**** SOURCE DATA

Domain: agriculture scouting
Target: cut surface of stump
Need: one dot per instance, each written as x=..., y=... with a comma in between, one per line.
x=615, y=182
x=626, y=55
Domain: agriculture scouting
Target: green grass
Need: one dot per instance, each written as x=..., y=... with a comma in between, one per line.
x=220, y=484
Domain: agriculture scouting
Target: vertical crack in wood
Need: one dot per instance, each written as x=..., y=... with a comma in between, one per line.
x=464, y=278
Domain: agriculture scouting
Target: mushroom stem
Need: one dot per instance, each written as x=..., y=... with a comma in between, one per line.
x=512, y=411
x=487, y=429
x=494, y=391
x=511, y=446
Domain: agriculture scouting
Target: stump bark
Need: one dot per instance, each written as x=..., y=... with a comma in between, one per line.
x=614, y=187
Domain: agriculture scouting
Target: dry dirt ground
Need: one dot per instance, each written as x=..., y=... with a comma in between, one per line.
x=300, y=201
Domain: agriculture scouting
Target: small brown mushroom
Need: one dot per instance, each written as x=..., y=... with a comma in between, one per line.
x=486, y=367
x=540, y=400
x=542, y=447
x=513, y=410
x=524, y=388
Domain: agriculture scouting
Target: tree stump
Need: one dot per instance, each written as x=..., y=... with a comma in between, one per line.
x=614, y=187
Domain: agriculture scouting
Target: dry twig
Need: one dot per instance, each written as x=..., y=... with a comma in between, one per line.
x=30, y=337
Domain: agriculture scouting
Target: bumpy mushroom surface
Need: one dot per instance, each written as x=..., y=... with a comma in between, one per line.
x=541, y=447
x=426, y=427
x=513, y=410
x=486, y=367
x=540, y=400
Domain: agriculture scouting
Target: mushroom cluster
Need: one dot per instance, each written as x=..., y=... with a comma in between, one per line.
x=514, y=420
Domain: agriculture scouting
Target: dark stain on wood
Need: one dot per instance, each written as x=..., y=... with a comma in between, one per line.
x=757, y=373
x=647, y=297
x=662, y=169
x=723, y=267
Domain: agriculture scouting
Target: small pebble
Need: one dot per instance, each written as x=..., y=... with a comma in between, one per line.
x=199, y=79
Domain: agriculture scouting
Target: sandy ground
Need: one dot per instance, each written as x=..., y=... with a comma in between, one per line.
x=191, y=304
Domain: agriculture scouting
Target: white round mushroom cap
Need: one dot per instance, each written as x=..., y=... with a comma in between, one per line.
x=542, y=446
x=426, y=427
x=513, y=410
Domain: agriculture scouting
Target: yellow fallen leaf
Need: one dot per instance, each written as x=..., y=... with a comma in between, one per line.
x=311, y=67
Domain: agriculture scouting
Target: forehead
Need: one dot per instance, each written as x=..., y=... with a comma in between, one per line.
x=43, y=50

********

= PROBLEM TO SOLVE =
Report every line in the data above in which the word "small" appears.

= WRITTEN REPLY =
Target: small brown mushroom
Target: small pebble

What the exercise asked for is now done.